TEXTO PROPORCIONADO ::
Una primera respuesta a estas preguntas me dice que todos, sin excluir a nadie, incluidos los sabios y los eruditos, nos sentimos interpelados por el tema de la comunidad. Al fin y al cabo, cada uno de nosotros, con el paso de los años, acaba creándose un espacio, una idea de comunidad y una forma de relacionarse con ella; un espacio que a veces puede convertirse en un nido, en un refugio. Y es desde ese espacio desde donde el tema de la comunidad, de alguna manera, nos quiere “sacar” para meternos en la red de la relación, de la confrontación con el otro, de la confrontación con Dios y con lo que Él nos pide. Cada uno de nosotros no deja nunca de aprender de ese maestro exigente y a menudo despiadado que es la vida, una de cuyas lecciones más exigentes se refiere a la comunidad.

Otra pregunta pasó por mi mente: ¿qué más y mejor decir que lo que ya dijo el Capítulo General (particularmente en el Documento Final de la segunda fase) sobre un tema tan fundamental y decisivo como la vida comunitaria? ¿Qué más y mejor decir que lo que el Superior General dijo a toda la Congregación en la valiosa carta enviada a la Congregación el pasado mes de diciembre, en el marco del año dedicado a la vida comunitaria?

OBJETIVO 1 :: Reescribe de forma más breve el párrafo del texto proporcionado que empieza con "Una primera respuesta a estas preguntas" y conserva sus datos principales.
OBJETIVO 2 :: Resume el texto proporcionado en dos oraciones.
OBJETIVO 3 ::
Responde con base en el texto proporcionado:
(a) ¿A qué maestro exigente se refiere el texto cuando dice que nunca dejamos de aprender de él?
(b) ¿En qué documento del Capítulo General se trató particularmente la vida comunitaria?
(c) ¿En qué mes envió el Superior General su carta a la Congregación?

REGISTROS ::

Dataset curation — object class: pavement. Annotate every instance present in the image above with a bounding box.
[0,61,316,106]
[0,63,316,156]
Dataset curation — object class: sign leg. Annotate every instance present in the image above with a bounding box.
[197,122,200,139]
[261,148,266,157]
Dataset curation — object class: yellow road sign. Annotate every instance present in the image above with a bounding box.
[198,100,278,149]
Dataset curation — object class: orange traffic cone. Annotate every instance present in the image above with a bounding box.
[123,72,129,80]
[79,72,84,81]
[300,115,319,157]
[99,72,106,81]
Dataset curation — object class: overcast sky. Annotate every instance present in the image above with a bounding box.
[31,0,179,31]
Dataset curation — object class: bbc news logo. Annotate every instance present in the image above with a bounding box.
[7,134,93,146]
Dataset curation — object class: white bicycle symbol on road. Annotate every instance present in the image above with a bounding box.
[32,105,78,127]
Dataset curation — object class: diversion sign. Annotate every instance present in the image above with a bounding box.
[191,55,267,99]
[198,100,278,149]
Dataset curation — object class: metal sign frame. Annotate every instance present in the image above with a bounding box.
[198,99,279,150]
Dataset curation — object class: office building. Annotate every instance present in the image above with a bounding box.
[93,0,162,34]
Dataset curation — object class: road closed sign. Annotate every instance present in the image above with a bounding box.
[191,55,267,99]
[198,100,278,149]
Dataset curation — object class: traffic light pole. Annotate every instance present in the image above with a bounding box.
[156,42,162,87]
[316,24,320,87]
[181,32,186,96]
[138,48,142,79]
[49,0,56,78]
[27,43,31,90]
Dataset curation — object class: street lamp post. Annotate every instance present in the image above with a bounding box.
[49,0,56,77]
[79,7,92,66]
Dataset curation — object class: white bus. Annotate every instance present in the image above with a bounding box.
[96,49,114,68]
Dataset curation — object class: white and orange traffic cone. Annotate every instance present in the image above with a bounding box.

RESPUESTA DESARROLLADA 1 :: Todos, incluidos los sabios y los eruditos, se sienten interpelados por el tema de la comunidad. Con los años, cada persona se crea un espacio, una idea de comunidad y una forma de relacionarse con ella, y ese espacio puede volverse un nido o un refugio. Desde ahí, el tema de la comunidad quiere sacarnos hacia la relación y la confrontación con el otro y con Dios. La vida, maestra exigente y a menudo despiadada, nunca deja de enseñar, y una de sus lecciones más exigentes trata de la comunidad.

RESPUESTA DESARROLLADA 2 :: El tema de la comunidad interpela a todos, porque cada uno se crea con los años un espacio propio, a veces un refugio, del que ese tema quiere sacarlo hacia la relación y la confrontación con el otro y con Dios. El texto se pregunta además qué más y mejor decir sobre la vida comunitaria que lo que ya dijeron el Capítulo General y el Superior General en su carta a la Congregación.

RESPUESTA DESARROLLADA 3 ::
(a) A la vida.
(b) En el Documento Final de la segunda fase.
(c) En diciembre.